Textauszug:
Die Auswirkungen verdeutlicht jetzt gleich doppelt die Produktion, mit der
Harnoncourt mit Monteverdi ans Zürcher Opernhaus zurückkehrt. Was auch für
die musikalische Gestaltung gilt, kommt heute unmittelbar im ganz anderen
Regiestil zum Ausdruck. Damals hatte Jean-Pierre Ponnelle mit barock
verkünstelter Bilderlust ein Werk aus der Frühzeit der Operngeschichte
rehabilitiert.
Demgegenüber verlegt Jürgen Flimm «L'Incoronazione di Poppea» in die
Gegenwart. Tatsächlich ist die Geschichte um eine bedingungslose
Leidenschaft, die zu Liebesverrat führt und gesellschaftliche Ordnungen
zerstört, von zeitloser Aktualität: Kaiser Nero, besessen von der Liebe zur
machthungrigen Hure Poppea, verstösst seine Gemahlin und setzt sich auch
über jede (Staats-)Räson hinweg, als er sie zur neuen Kaisergattin macht.
Realitätsnah wie im Film
Flimm siedelt die Handlung im schicken High-Society-Milieu an, in das sich
selbst die Nebenfiguren integrieren lassen. Die allegorischen Figuren des
Prologs etwa treten als spitzmäulig rivalisierende Putzequipe auf, Neros
Soldaten werden als Bodygards karikiert, der Hausherr selbst ist ein
vergnügungssüchtiger Geschäftsmann, der seine Macht schamlos zur eigenen
Triebbefriedigung ausnutzt.

Annotationen der Objektumrisse:
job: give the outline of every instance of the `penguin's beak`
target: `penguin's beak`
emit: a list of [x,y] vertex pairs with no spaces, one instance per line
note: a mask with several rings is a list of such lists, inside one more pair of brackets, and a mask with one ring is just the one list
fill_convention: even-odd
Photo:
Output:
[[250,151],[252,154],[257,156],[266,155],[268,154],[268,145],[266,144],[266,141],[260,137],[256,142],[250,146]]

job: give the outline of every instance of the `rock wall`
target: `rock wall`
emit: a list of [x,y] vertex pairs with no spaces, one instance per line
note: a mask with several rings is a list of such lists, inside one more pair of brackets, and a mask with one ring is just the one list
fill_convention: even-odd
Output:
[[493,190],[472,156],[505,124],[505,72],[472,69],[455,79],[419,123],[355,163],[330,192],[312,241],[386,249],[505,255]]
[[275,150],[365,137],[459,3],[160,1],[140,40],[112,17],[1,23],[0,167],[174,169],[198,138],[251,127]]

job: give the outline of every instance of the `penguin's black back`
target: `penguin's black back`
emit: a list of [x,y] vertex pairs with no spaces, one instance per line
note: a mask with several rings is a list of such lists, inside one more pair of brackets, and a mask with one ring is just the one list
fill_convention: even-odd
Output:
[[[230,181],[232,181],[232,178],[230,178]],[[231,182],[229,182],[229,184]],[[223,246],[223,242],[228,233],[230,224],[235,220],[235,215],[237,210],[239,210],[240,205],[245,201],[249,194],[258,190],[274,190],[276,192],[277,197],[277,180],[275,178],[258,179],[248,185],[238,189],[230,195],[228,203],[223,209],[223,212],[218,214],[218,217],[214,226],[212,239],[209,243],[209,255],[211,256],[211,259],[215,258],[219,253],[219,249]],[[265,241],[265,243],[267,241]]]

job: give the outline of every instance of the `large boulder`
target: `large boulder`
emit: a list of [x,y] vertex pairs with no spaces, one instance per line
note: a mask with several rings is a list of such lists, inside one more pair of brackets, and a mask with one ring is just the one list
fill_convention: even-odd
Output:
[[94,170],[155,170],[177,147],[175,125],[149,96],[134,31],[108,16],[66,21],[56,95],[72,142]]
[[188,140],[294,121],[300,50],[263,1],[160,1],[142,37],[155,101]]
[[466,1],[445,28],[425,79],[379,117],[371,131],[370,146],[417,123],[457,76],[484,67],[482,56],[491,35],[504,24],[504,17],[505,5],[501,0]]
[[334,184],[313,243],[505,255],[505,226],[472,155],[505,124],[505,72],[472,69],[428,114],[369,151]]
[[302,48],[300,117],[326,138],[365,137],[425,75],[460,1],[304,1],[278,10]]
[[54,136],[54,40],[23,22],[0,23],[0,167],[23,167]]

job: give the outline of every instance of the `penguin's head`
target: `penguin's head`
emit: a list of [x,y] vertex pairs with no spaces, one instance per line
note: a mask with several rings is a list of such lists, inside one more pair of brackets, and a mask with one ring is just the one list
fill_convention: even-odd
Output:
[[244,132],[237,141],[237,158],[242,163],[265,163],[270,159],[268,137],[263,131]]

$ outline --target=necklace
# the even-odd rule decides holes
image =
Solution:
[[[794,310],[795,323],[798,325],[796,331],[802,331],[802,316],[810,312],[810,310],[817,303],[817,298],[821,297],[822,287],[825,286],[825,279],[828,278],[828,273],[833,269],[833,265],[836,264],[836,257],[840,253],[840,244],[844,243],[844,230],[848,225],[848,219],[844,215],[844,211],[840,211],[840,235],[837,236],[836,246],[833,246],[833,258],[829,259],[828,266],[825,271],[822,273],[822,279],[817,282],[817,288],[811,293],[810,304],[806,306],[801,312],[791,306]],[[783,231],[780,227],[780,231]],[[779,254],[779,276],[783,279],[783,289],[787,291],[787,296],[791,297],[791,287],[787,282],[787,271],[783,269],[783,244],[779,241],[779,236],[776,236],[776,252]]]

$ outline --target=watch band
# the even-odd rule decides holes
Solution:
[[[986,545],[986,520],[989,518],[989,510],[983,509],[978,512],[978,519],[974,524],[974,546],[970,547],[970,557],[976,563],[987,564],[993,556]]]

Aufgabe:
Kannst du den Abschnitt aus dem Textauszug wortgetreu wiedergeben, der mit „Die Auswirkungen verdeutlicht“ beginnt und sich bis einschließlich „neuen Kaisergattin macht.“ fortsetzt?

Korrekte Ausgabe:
Die Auswirkungen verdeutlicht jetzt gleich doppelt die Produktion, mit der
Harnoncourt mit Monteverdi ans Zürcher Opernhaus zurückkehrt. Was auch für
die musikalische Gestaltung gilt, kommt heute unmittelbar im ganz anderen
Regiestil zum Ausdruck. Damals hatte Jean-Pierre Ponnelle mit barock
verkünstelter Bilderlust ein Werk aus der Frühzeit der Operngeschichte
rehabilitiert.
Demgegenüber verlegt Jürgen Flimm «L'Incoronazione di Poppea» in die
Gegenwart. Tatsächlich ist die Geschichte um eine bedingungslose
Leidenschaft, die zu Liebesverrat führt und gesellschaftliche Ordnungen
zerstört, von zeitloser Aktualität: Kaiser Nero, besessen von der Liebe zur
machthungrigen Hure Poppea, verstösst seine Gemahlin und setzt sich auch
über jede (Staats-)Räson hinweg, als er sie zur neuen Kaisergattin macht.